● **ASSIGNMENT 1**
In the article about the New Jersey peer support program for foster and adoptive families, which two organizations launched the program?
● **ASSIGNMENT 2**
Decide whether each statement agrees with the article on the New Jersey peer support program. Answer yes or no and quote the deciding words. (a) A task force reported its findings about these families in 2015. (b) Volunteers are calling 6,000 families. (c) One foster parent has taken 48 children into her home.

● **PASSAGE SHOWN**
BEGIN

New program to help NJ families who foster or adopt deal with stress
One foster parent over the years has taken 48 children into her home. Another ended up adopting two of the children she fostered. Both have over a decade of experience, which they will be using to help parents who foster and adopt children in New Jersey.
Rutgers University Behavioral Health Care and the state Department of Children and Families teamed up to launch the Resilience for Resource Families Peer Support Program. The staff includes experienced resource families and former department workers who are familiar with the challenges.
National Call Center Peer Support Program Director Cherie Castellano says families can call the peer helpline number at 1-844-747-6407 to share and unload the emotional burden that sometimes comes with caring for a child who's been separated from their parents temporarily or permanently.
"Supporting the children in the system that need care can cause a tremendous amount of stress for these families, even though they choose to do this," says Castellano.
The need for the program came about when the Department of Children and Families decided to look at retention for families who were fostering and adopting children in New Jersey. In 2015, a task force found these families were very stressed and frustrated, sometimes traumatized as kids came in and out of their lives. The task force recommended a program that provided extra support for these families.
Volunteers of the peer support program are spending the next few months calling the department's 4,000 families who are caring for 6,000 children in New Jersey to ask them how they are doing and to thank them.
Many challenges that resource families face, says Castellano, are about navigating the system without sufficient training, a lack of information regarding the children they are care for, and having little control over the outcomes of the children. They also worry about the impact on their own family when they bring these kids into their homes.
But resource families surveyed in a focus group were asked about their strengths as well.
"People who step up to do this kind of amazing care are very compassionate and caregivers in every way. They describe themselves as faithful or spiritual people who are patient and love children," Castellano says.
It is important to recognize, says Castellano "the magnificent and selfless work of these 4,000 resource families in our state who are rescuing children."

END

● **EXTRACTED MATERIAL**
BEGIN

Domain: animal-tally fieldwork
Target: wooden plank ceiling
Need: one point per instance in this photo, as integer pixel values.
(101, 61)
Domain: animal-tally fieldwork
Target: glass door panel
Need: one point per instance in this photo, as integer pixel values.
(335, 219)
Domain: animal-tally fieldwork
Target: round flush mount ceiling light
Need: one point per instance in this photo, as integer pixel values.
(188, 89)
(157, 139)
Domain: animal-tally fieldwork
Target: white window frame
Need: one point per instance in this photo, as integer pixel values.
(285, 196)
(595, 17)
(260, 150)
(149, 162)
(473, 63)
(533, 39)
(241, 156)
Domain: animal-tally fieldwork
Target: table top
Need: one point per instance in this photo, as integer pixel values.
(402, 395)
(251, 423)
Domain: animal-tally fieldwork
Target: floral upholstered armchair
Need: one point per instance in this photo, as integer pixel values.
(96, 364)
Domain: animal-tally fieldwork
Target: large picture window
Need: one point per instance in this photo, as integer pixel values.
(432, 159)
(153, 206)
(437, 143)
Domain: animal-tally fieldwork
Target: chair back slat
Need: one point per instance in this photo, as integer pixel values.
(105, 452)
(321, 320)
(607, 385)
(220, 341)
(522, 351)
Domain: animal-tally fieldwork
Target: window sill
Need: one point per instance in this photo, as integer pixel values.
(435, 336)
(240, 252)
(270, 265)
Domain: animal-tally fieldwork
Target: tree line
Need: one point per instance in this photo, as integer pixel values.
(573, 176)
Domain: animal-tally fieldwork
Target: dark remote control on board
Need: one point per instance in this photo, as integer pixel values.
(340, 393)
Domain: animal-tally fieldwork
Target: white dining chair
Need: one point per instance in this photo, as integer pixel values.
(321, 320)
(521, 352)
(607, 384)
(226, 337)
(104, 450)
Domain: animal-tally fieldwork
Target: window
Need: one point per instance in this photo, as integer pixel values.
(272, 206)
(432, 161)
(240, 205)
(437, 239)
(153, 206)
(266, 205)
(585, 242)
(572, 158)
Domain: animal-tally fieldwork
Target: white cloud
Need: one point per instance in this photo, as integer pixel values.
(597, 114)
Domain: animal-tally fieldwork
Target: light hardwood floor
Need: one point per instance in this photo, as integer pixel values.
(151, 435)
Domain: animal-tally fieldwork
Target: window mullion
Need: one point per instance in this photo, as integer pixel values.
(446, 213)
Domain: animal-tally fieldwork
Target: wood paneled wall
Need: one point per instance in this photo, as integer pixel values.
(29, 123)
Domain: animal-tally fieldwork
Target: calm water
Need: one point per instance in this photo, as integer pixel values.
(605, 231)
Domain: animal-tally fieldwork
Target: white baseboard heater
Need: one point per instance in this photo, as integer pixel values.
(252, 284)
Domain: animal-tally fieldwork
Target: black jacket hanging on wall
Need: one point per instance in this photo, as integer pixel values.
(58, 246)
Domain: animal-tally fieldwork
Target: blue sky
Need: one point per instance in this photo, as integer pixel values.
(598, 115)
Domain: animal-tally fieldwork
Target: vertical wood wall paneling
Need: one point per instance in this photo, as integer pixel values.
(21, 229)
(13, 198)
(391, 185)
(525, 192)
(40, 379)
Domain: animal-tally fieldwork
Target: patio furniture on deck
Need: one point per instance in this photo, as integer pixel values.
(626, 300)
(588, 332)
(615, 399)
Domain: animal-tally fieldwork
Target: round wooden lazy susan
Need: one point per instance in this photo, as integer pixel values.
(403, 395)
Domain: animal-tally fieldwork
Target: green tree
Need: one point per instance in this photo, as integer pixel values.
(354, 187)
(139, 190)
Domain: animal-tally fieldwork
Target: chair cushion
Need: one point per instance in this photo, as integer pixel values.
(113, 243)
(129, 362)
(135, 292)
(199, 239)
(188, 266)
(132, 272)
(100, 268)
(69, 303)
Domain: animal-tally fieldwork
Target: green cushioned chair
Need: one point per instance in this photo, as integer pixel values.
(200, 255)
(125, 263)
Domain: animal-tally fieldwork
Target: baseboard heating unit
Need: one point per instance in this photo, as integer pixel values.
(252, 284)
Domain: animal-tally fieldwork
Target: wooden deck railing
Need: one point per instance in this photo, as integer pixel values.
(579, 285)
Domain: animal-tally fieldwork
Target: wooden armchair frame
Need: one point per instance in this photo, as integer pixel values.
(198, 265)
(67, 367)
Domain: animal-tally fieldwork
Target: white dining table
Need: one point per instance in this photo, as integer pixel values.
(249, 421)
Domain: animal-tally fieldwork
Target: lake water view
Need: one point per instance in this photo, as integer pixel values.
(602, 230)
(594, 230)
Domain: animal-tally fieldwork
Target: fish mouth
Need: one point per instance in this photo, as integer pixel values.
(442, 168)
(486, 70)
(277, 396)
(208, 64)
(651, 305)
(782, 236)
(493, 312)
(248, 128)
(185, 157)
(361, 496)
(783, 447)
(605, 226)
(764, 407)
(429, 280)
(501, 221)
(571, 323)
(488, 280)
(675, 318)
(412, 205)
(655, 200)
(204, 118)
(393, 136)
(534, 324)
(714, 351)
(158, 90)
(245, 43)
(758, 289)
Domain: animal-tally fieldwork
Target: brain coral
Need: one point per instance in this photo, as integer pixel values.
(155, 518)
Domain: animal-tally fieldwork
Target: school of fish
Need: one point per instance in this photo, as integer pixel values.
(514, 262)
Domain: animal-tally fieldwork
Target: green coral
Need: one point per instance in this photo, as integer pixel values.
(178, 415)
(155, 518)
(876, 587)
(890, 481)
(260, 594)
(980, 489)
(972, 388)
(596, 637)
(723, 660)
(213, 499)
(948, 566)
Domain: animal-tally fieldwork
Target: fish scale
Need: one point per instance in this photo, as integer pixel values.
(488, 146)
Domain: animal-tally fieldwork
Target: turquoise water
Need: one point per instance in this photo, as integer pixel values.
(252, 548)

END
BEGIN

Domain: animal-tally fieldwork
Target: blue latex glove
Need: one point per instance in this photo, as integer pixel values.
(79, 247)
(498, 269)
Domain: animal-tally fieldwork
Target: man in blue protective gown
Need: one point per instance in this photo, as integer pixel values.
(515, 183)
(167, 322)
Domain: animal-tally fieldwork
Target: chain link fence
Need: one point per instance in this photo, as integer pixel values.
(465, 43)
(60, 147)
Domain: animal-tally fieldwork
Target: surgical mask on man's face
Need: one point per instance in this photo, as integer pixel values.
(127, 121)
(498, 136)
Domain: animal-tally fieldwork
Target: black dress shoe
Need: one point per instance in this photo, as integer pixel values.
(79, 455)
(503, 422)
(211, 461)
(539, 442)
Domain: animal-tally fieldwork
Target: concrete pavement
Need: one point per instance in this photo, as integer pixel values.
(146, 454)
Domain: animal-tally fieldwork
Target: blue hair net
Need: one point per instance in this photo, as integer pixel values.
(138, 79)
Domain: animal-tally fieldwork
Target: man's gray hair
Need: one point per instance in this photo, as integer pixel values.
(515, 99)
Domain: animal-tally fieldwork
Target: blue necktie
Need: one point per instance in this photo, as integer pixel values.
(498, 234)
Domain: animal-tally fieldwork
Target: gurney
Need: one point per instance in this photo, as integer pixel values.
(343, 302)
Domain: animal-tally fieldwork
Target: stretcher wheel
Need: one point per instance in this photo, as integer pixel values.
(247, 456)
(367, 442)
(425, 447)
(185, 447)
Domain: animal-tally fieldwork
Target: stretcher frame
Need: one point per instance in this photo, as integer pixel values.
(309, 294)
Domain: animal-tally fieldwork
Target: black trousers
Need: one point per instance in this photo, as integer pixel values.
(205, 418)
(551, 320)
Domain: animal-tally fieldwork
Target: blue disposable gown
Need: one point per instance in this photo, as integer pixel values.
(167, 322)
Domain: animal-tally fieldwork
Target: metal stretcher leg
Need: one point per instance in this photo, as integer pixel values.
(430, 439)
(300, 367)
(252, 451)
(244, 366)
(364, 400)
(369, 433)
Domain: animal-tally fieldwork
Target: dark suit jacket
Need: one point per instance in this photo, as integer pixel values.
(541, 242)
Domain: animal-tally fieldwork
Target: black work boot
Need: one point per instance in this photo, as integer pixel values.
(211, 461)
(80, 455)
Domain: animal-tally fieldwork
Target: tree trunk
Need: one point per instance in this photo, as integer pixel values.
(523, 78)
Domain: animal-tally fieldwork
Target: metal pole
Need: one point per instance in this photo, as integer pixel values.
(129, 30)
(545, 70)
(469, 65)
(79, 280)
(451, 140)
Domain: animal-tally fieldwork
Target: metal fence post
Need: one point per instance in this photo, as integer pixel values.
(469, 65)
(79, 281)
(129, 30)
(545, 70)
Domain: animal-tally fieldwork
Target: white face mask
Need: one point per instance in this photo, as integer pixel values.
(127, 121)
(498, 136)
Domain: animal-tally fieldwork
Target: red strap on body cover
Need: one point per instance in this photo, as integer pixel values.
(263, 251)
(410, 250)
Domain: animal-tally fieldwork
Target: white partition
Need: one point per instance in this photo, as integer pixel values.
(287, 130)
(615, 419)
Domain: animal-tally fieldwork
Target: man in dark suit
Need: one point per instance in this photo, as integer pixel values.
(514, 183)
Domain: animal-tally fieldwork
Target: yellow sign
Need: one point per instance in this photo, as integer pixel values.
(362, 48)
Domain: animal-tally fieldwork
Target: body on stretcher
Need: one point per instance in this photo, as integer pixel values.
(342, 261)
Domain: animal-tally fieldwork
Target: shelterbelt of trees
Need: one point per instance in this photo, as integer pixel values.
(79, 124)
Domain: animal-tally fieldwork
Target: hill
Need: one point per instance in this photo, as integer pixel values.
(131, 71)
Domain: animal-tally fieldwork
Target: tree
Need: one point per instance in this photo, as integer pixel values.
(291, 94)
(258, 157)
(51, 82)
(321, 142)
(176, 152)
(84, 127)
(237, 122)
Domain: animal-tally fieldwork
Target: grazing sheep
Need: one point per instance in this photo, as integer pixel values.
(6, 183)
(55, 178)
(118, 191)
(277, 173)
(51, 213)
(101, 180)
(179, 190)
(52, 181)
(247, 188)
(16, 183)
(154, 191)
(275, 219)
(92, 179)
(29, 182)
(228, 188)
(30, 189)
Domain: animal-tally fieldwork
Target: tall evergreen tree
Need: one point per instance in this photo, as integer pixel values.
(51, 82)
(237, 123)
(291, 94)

END
BEGIN

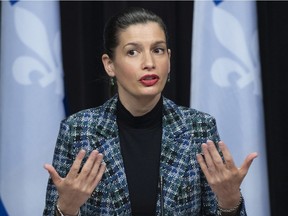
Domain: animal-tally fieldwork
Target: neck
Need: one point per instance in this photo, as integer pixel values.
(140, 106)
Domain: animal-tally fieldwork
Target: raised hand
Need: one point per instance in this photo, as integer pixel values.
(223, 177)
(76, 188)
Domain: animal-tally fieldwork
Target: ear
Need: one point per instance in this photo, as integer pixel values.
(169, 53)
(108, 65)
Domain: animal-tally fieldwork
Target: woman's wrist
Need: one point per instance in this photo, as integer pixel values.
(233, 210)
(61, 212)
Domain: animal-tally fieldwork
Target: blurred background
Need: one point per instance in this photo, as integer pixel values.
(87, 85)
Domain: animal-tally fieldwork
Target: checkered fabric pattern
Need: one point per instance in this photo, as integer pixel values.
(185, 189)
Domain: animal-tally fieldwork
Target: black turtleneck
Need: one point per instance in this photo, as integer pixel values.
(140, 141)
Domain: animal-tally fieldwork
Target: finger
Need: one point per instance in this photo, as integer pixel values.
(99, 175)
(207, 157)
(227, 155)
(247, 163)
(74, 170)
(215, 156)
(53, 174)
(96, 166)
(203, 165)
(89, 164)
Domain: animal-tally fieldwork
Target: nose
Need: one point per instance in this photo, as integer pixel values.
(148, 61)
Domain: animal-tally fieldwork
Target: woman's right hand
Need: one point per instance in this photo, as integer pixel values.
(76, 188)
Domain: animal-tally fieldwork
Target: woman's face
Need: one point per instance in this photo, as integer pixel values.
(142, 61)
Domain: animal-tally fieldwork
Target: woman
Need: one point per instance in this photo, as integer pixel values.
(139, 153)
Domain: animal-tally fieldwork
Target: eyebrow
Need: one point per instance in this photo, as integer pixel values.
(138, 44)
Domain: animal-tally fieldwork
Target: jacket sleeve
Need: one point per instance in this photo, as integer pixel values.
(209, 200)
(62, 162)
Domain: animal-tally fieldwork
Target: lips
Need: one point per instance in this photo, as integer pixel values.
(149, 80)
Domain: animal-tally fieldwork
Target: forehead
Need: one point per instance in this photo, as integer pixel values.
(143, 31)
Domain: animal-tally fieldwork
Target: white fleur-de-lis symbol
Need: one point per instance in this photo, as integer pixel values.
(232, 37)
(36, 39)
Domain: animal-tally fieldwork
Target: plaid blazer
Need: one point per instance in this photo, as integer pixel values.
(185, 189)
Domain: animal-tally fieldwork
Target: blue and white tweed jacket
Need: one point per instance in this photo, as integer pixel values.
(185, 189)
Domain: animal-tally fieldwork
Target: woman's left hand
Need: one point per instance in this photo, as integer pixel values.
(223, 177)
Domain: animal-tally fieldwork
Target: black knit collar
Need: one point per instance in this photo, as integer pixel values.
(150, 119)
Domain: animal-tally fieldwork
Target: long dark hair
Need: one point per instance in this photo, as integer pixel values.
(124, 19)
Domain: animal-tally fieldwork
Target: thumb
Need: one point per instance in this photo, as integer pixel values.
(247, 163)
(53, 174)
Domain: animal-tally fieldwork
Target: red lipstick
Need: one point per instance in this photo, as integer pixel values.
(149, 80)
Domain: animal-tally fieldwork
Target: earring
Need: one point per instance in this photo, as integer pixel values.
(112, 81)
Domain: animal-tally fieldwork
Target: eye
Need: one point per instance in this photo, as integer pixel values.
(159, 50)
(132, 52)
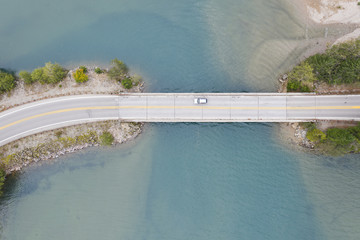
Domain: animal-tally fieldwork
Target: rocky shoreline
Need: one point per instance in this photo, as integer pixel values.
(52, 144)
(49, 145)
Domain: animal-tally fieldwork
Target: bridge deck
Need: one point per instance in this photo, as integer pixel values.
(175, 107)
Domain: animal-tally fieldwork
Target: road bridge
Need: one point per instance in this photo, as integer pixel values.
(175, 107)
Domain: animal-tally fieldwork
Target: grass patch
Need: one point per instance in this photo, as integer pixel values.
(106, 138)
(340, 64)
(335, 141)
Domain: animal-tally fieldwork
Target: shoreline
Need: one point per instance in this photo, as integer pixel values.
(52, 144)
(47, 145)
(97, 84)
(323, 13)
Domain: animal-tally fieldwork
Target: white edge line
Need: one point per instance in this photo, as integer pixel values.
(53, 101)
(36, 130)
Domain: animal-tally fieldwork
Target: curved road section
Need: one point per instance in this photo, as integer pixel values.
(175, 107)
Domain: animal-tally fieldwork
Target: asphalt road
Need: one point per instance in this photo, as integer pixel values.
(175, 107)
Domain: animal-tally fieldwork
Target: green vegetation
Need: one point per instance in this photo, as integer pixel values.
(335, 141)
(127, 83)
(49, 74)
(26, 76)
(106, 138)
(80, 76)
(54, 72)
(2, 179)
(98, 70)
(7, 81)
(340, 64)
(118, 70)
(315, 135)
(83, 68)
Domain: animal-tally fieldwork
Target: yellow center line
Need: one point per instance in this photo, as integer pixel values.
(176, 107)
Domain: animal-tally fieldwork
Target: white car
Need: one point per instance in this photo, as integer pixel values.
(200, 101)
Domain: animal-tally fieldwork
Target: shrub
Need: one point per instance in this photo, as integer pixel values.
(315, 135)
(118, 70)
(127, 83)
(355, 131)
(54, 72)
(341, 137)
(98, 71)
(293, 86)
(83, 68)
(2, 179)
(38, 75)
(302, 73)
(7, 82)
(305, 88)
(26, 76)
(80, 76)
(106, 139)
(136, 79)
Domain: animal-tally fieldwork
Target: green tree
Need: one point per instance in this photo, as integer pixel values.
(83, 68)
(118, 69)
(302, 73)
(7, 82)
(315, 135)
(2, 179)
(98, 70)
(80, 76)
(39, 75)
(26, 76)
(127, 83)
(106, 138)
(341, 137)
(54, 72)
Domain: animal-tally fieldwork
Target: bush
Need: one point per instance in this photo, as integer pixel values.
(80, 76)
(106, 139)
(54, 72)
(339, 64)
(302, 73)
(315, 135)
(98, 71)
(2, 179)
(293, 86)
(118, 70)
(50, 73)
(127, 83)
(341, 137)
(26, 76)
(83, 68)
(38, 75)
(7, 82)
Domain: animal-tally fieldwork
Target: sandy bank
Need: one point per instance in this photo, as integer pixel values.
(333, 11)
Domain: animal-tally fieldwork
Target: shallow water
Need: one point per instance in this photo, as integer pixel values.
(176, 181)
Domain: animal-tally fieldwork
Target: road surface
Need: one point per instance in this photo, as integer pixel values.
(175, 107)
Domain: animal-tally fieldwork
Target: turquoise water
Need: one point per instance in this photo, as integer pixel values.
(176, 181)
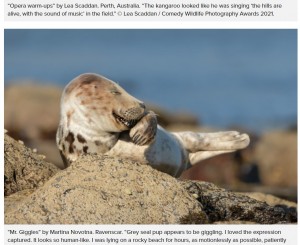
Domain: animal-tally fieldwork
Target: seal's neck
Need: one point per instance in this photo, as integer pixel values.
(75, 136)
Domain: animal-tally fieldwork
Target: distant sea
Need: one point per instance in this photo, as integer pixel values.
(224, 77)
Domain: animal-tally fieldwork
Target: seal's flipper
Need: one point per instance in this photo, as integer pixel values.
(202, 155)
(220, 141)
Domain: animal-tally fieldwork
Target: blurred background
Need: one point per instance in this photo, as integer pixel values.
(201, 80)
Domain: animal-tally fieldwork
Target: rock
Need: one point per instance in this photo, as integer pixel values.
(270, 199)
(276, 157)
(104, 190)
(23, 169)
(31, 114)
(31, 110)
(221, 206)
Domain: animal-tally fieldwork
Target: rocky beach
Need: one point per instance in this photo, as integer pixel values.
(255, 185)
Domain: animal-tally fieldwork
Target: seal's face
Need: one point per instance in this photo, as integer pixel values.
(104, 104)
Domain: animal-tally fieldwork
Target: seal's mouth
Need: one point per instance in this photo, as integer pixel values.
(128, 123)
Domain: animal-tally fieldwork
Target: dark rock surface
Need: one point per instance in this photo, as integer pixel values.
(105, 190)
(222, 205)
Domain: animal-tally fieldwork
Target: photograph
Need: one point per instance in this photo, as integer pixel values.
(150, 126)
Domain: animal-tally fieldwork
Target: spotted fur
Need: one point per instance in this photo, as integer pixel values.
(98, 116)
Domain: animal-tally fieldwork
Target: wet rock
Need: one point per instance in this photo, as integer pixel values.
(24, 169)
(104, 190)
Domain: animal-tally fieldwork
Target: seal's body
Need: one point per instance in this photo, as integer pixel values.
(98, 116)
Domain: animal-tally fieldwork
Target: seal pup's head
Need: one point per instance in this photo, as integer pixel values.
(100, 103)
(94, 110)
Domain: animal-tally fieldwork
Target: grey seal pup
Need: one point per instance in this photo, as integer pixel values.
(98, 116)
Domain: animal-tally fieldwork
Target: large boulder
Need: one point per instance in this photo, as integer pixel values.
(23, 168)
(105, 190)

END

● **REPLY 1**
Rutgers University Behavioral Health Care and the state Department of Children and Families.

● **REPLY 2**
(a) Yes: "In 2015, a task force found these families were very stressed and frustrated"
(b) No: "calling the department's 4,000 families who are caring for 6,000 children"
(c) Yes: "One foster parent over the years has taken 48 children into her home."